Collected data
:::
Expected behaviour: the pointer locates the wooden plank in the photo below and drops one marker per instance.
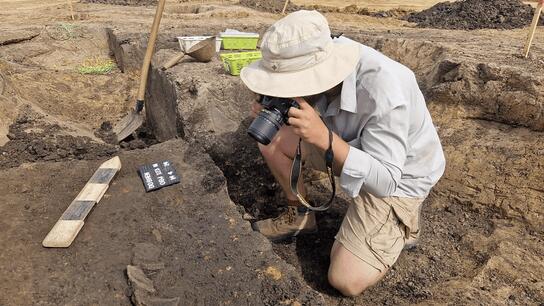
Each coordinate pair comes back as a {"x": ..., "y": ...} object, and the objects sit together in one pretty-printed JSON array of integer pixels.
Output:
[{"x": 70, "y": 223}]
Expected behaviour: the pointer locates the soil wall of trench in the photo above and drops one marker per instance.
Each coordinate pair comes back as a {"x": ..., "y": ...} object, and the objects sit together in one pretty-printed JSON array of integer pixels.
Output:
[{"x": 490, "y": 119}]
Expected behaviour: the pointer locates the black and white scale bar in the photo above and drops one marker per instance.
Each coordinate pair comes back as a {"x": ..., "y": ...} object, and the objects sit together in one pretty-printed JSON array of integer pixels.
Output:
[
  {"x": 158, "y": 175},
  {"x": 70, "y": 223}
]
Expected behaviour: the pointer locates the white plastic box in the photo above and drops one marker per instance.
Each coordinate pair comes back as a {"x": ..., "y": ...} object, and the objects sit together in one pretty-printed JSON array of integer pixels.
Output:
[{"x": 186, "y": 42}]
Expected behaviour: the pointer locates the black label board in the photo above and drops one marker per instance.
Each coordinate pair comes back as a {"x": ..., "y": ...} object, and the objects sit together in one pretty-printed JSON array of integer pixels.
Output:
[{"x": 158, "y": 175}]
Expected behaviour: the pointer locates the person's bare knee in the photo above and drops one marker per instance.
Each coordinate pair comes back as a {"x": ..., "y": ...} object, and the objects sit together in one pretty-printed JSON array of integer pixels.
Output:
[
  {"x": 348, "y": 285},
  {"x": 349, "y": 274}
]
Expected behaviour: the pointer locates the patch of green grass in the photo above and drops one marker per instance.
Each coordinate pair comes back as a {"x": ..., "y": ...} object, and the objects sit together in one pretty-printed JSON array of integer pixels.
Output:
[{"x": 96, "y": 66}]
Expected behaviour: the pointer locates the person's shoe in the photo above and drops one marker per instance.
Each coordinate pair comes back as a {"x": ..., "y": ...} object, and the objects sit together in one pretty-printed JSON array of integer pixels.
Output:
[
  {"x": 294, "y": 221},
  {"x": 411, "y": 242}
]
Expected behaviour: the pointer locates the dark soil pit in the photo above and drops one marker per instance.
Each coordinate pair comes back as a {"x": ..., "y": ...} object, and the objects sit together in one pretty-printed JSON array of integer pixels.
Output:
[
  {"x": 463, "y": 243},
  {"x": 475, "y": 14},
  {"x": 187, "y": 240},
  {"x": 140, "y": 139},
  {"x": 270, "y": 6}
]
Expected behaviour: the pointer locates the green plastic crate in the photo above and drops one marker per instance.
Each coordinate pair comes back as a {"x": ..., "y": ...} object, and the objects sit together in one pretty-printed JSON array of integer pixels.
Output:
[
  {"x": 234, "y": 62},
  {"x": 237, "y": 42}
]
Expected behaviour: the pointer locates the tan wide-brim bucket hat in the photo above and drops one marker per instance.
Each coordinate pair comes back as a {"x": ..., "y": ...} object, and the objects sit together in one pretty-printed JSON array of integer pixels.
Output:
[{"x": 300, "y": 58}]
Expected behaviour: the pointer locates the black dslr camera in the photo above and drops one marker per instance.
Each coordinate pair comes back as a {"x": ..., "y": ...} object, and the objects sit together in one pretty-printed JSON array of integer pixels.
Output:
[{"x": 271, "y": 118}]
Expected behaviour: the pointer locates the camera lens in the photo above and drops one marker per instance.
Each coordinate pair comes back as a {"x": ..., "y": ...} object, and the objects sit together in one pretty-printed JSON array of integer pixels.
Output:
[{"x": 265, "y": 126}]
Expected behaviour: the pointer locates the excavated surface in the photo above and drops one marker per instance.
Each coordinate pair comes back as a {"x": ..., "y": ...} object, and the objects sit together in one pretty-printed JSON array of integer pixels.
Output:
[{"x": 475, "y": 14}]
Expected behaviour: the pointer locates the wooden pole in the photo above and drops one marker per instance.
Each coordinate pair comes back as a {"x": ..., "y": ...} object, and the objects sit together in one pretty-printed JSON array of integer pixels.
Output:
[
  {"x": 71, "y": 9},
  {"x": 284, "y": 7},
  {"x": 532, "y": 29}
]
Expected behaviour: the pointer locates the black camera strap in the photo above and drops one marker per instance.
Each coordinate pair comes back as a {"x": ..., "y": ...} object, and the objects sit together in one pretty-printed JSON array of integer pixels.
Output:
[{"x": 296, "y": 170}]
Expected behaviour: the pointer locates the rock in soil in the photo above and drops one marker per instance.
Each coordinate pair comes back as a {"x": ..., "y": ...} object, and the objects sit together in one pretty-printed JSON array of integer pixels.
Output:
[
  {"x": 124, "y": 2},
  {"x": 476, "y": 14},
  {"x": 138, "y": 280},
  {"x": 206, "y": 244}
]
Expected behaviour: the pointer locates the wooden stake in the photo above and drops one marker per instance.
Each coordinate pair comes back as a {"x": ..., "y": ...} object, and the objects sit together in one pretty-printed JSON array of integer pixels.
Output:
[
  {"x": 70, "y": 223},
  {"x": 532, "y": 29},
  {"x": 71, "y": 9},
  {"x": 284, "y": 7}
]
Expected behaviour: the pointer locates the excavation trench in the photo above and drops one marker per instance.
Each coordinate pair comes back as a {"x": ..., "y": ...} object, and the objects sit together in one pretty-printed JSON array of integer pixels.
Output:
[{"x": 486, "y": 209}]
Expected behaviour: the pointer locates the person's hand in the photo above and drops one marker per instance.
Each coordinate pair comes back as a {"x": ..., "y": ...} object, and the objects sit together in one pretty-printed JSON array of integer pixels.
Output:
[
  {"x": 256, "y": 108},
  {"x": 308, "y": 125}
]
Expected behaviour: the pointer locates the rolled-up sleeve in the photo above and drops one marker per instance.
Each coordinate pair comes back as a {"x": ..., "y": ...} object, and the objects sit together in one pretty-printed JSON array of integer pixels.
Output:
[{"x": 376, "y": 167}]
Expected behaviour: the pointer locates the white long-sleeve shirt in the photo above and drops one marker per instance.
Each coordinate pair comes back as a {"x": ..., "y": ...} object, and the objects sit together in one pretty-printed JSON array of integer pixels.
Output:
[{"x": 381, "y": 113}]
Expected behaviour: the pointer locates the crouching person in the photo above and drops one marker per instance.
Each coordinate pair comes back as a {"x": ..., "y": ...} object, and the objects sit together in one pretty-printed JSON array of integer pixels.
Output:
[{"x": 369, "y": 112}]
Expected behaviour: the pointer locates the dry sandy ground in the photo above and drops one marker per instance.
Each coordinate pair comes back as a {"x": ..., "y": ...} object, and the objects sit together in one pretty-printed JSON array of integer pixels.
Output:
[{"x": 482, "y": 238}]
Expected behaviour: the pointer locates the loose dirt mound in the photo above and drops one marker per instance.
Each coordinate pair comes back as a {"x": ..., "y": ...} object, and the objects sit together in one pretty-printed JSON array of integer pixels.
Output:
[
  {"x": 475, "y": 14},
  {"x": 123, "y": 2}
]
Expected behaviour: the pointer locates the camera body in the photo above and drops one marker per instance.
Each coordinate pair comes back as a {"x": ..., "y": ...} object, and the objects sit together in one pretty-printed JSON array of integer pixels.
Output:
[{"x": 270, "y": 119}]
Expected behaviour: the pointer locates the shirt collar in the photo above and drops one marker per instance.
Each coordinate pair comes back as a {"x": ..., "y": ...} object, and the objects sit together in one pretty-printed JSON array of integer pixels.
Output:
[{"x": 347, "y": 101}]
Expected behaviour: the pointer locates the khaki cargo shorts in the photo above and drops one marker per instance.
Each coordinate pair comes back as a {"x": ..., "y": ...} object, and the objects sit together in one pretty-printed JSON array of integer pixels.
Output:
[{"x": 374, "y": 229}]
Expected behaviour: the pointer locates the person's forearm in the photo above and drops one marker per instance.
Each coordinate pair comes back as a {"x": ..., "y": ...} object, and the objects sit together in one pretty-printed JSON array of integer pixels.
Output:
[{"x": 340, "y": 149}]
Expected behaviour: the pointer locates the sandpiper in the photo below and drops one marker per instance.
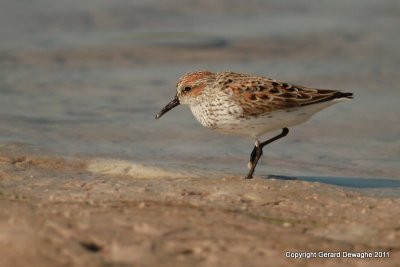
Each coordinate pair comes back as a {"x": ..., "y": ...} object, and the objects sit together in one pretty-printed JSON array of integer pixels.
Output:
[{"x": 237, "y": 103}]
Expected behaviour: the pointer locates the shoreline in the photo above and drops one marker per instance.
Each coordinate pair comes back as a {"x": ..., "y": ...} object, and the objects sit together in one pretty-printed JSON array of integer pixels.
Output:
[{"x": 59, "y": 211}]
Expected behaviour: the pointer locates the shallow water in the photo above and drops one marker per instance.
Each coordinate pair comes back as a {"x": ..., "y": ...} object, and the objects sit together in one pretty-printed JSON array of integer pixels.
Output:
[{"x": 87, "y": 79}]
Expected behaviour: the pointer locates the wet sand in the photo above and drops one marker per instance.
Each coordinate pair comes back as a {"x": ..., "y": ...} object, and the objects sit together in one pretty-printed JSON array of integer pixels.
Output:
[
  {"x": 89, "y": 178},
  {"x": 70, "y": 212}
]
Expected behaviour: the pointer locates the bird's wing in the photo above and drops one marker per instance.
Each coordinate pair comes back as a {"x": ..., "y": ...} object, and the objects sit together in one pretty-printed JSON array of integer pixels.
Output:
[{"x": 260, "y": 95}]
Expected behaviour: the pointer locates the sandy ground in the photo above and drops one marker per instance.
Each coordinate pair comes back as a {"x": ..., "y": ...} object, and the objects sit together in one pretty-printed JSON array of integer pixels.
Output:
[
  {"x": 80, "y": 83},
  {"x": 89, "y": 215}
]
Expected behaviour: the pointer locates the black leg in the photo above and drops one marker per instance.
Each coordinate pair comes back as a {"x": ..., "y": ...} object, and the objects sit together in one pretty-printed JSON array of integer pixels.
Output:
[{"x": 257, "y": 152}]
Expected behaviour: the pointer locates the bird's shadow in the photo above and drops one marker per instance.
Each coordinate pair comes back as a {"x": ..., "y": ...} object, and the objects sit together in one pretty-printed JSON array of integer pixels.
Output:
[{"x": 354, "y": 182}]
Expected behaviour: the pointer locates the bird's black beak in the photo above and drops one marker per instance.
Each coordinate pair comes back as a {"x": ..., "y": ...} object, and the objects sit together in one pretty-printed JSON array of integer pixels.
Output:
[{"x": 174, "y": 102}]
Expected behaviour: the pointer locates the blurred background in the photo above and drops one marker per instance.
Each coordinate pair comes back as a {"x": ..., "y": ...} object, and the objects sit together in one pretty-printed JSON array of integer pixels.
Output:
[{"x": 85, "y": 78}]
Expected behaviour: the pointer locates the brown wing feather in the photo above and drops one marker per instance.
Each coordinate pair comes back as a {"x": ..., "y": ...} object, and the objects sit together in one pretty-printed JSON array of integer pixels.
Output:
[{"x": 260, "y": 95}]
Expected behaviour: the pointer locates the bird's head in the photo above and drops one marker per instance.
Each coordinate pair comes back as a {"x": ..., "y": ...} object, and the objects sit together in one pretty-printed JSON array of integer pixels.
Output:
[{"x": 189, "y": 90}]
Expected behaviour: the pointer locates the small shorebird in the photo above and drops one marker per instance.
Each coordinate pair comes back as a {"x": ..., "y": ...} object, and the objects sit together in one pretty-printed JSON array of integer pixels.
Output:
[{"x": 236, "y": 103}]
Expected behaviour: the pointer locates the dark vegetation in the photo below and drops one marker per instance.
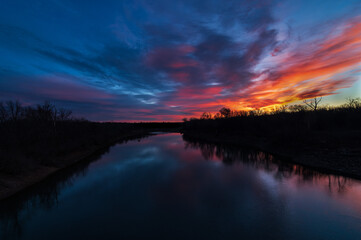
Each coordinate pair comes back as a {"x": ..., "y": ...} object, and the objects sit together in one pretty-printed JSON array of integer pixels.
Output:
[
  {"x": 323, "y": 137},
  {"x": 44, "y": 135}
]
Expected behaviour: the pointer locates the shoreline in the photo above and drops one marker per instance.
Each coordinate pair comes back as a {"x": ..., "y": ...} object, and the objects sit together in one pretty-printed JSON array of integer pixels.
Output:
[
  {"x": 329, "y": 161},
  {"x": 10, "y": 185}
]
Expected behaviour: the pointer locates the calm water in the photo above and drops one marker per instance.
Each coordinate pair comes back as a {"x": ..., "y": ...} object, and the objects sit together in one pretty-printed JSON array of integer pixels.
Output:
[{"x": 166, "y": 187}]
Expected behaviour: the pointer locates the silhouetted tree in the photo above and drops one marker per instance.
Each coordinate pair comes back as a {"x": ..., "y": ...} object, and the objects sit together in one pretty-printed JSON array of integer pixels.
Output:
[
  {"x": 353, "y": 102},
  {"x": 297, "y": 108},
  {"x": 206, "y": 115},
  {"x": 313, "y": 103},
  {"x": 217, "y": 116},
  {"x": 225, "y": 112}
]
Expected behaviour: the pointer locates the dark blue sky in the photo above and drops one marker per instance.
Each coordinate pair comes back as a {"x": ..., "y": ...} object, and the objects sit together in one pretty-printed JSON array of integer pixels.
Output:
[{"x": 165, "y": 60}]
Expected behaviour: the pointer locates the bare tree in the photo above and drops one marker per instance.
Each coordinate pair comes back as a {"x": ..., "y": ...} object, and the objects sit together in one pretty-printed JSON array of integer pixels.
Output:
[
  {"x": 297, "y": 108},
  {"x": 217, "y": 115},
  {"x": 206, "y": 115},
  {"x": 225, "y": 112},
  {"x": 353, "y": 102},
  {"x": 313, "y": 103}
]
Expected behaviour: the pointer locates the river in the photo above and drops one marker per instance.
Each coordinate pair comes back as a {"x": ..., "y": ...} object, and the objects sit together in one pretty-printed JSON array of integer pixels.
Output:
:::
* **What you will do**
Word for word, quote the lines from the line containing "Expected behaviour: the pointer locates the bare" through the end of the material, both included, and nothing else.

* **Response for this exercise**
Expected behaviour: the pointer locates the bare tree in the photo above and drops one marker per instance.
Each coordinate pair comes back as a {"x": ..., "y": ...} object, and the objects sit together in one pretty-printed JSON array of integer pixels.
Output:
[
  {"x": 297, "y": 108},
  {"x": 217, "y": 115},
  {"x": 206, "y": 115},
  {"x": 225, "y": 112},
  {"x": 353, "y": 102},
  {"x": 313, "y": 103}
]
Expected behaviour: the pointer locates the river in the photo above and drops one marker per instance.
Each coordinate pair comes back as a {"x": ..., "y": ...} object, and the objects sit together in one pretty-printed JSON array of integer pixels.
Output:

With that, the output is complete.